## Task instructions
Below is a block of records; reproduce all of them exactly and leave out any pictures.

>> Start Recorded information

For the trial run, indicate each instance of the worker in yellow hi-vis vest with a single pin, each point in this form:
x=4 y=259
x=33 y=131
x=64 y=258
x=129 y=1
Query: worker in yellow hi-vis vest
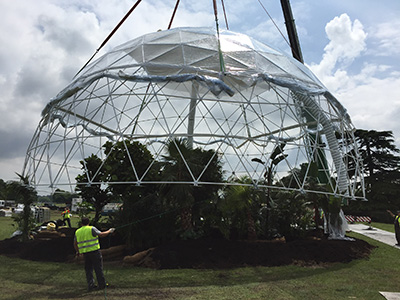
x=87 y=243
x=66 y=214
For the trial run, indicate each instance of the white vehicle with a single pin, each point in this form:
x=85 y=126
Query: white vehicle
x=19 y=209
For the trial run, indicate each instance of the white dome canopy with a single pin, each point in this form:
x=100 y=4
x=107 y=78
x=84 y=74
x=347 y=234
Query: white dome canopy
x=225 y=92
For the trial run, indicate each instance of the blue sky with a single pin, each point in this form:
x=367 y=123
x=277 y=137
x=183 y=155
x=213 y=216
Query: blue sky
x=351 y=45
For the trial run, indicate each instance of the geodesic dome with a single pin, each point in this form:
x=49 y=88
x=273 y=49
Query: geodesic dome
x=229 y=93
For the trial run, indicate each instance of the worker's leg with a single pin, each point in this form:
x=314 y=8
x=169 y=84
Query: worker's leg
x=98 y=268
x=89 y=270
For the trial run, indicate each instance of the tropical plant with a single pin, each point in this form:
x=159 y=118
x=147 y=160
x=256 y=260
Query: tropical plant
x=291 y=214
x=240 y=207
x=182 y=164
x=96 y=193
x=27 y=195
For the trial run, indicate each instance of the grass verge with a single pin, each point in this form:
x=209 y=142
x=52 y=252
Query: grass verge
x=360 y=279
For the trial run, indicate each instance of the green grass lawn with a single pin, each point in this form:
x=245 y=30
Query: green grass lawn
x=360 y=279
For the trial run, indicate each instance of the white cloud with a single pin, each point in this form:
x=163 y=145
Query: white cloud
x=370 y=95
x=386 y=37
x=346 y=42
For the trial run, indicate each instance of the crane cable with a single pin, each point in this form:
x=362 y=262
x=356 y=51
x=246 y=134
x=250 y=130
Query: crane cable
x=226 y=20
x=221 y=58
x=173 y=14
x=276 y=26
x=110 y=35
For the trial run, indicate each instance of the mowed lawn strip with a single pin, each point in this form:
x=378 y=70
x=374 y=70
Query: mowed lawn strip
x=360 y=279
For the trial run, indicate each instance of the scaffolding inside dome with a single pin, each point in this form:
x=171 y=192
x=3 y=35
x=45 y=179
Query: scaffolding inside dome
x=168 y=85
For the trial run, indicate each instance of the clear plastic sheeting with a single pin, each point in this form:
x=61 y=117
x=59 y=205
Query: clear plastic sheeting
x=168 y=84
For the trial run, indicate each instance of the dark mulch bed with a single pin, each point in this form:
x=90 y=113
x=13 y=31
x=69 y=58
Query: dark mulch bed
x=210 y=253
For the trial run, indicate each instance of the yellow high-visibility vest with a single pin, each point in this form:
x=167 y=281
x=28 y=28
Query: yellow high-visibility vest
x=86 y=241
x=66 y=214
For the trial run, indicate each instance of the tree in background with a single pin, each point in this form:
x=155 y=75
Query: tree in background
x=240 y=207
x=139 y=202
x=27 y=195
x=96 y=193
x=182 y=163
x=382 y=168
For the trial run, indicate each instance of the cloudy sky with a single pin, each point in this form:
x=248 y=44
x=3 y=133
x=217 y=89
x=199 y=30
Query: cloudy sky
x=353 y=46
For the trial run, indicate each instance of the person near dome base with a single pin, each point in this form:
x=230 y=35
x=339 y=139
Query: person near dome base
x=66 y=214
x=86 y=243
x=396 y=225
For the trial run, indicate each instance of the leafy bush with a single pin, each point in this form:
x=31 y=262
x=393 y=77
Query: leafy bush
x=291 y=215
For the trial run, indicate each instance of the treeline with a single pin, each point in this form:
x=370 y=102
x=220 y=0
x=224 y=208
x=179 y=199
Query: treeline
x=154 y=213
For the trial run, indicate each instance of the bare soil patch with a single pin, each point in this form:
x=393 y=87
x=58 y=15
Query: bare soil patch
x=206 y=253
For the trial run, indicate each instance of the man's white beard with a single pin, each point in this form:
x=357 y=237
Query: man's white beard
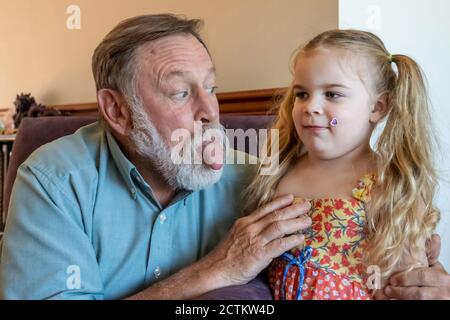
x=150 y=145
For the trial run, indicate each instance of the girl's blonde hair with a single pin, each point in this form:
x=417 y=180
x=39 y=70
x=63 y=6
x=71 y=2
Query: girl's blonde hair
x=402 y=215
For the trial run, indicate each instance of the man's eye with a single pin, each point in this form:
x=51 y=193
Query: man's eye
x=212 y=90
x=181 y=94
x=301 y=95
x=332 y=95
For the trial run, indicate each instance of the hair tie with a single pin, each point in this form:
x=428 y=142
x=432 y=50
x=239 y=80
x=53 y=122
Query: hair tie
x=390 y=57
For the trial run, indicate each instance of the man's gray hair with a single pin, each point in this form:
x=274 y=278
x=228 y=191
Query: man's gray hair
x=114 y=59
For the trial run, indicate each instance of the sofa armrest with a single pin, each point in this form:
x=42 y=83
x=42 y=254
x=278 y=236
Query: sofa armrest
x=256 y=289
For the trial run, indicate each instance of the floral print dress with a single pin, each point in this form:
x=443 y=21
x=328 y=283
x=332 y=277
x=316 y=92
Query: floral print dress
x=334 y=270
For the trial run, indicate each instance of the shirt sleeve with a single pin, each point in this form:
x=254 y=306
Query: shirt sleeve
x=46 y=253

>> End Recorded information

## Solved exercise
For the trial run, indicate each instance of the worker in yellow hi-vis vest with a single pin, each point in this form:
x=4 y=259
x=33 y=131
x=64 y=258
x=129 y=1
Query: worker in yellow hi-vis vest
x=87 y=243
x=66 y=214
For the trial run, indicate each instance of the white vehicle with a single pin, each point in this form:
x=85 y=126
Query: white vehicle
x=19 y=209
For the trial run, indicate each instance of the white dome canopy with a single pin, each point in this form:
x=100 y=4
x=107 y=78
x=84 y=74
x=347 y=234
Query: white dome canopy
x=225 y=92
For the trial run, indicate each instance of the blue sky with a single pin, each point in this form:
x=367 y=123
x=277 y=137
x=183 y=155
x=213 y=216
Query: blue sky
x=351 y=45
For the trial run, indicate each instance of the geodesic dome with a single pin, each point in this form:
x=49 y=88
x=273 y=49
Query: geodesic dome
x=229 y=93
For the trial run, indicate each instance of the worker's leg with a single pin, each point in this form:
x=314 y=8
x=169 y=84
Query: worker's leg
x=98 y=268
x=89 y=270
For the trial run, indicate each instance of the tropical plant with a single pin, each point in this form:
x=159 y=118
x=147 y=160
x=256 y=260
Query: tropical plant
x=291 y=214
x=240 y=207
x=182 y=164
x=96 y=193
x=27 y=195
For the trial run, indicate each instance of the grass verge with a single pin, each point in this form:
x=209 y=142
x=52 y=252
Query: grass verge
x=360 y=279
For the trial run, indicate each instance of the green grass lawn with a single pin, each point in this form:
x=245 y=30
Query: green grass lawn
x=360 y=279
For the trial run, indicate each instance of the white cloud with a single pin, each point in this form:
x=163 y=145
Query: white cloud
x=370 y=95
x=386 y=37
x=346 y=42
For the trial run, indicate each instance of the crane cable with a single pin, each point in this form:
x=362 y=262
x=356 y=51
x=246 y=134
x=250 y=130
Query: crane cable
x=226 y=20
x=221 y=58
x=173 y=14
x=276 y=26
x=110 y=35
For the trial run, indicate each instance of the mowed lawn strip with a single pin, each point in this form:
x=378 y=70
x=374 y=70
Query: mowed lawn strip
x=360 y=279
For the trial run, indicate each instance of the scaffolding inside dome with a single pin, each point in this form:
x=171 y=192
x=3 y=35
x=45 y=179
Query: scaffolding inside dome
x=168 y=85
For the trial run, indicate each instance of the clear plastic sheeting with a single pin, each point in this form:
x=61 y=117
x=59 y=205
Query: clear plastic sheeting
x=168 y=84
For the trial run, indicate each instance of the dark mulch bed with a single pin, each point in this form:
x=90 y=113
x=13 y=31
x=69 y=58
Query: dark mulch bed
x=210 y=253
For the trial run, indicate each instance of the yellow high-visibility vest with a single pin, each point in this form:
x=167 y=281
x=28 y=28
Query: yellow high-visibility vest
x=86 y=241
x=66 y=214
For the trial run, indicate each instance of the tree in background with a single pin, each point in this form:
x=155 y=75
Query: tree in background
x=240 y=207
x=139 y=202
x=27 y=195
x=96 y=193
x=182 y=163
x=382 y=168
For the trial run, indicate each instance of the cloudy sky with a single pin, each point in this form:
x=248 y=44
x=3 y=133
x=217 y=89
x=199 y=30
Query: cloudy sky
x=353 y=46
For the trial run, indicate each instance of the person near dome base with a single pin, each point in this form:
x=230 y=35
x=339 y=139
Query: person near dome base
x=66 y=214
x=86 y=243
x=396 y=225
For the trial run, indicate each instance of the leafy bush with a single pin, each point in this form:
x=31 y=262
x=393 y=77
Query: leafy bush
x=291 y=215
For the trial run, indicate each instance of the treeline with a single pin, each point in this form:
x=370 y=102
x=220 y=0
x=224 y=208
x=179 y=199
Query: treeline
x=154 y=213
For the trial run, indicate each instance of the bare soil patch with a single pin, each point in this form:
x=393 y=87
x=58 y=15
Query: bare soil patch
x=206 y=253
For the trial run, indicate each instance of the man's white beard with a single pin, each point in this form:
x=357 y=237
Query: man's white beard
x=150 y=145
For the trial run, indicate each instance of the girl's blonde hair with a single pin, each point in this form:
x=417 y=180
x=39 y=70
x=63 y=6
x=71 y=2
Query: girl's blonde hair
x=402 y=215
For the trial run, indicate each instance of the man's eye with a single pin, each point in this form:
x=51 y=193
Query: man's eye
x=212 y=90
x=181 y=94
x=301 y=95
x=332 y=95
For the trial run, indicate each instance of the hair tie with a single pin, each point in this form:
x=428 y=142
x=432 y=50
x=239 y=80
x=53 y=122
Query: hair tie
x=390 y=57
For the trial run, indicate each instance of the man's gray hair with a single pin, each point in this form:
x=274 y=278
x=228 y=191
Query: man's gray hair
x=114 y=59
For the trial run, indicate each instance of the sofa armrest with a single pin, each point in this form:
x=42 y=83
x=42 y=254
x=278 y=236
Query: sofa armrest
x=256 y=289
For the trial run, indicate each instance of the floral print dress with a single pin, each point in this form:
x=443 y=21
x=328 y=283
x=332 y=277
x=316 y=92
Query: floral print dress
x=334 y=270
For the trial run, indicate each instance of the shirt sleeve with a single pin, each point in this form:
x=254 y=306
Query: shirt sleeve
x=46 y=253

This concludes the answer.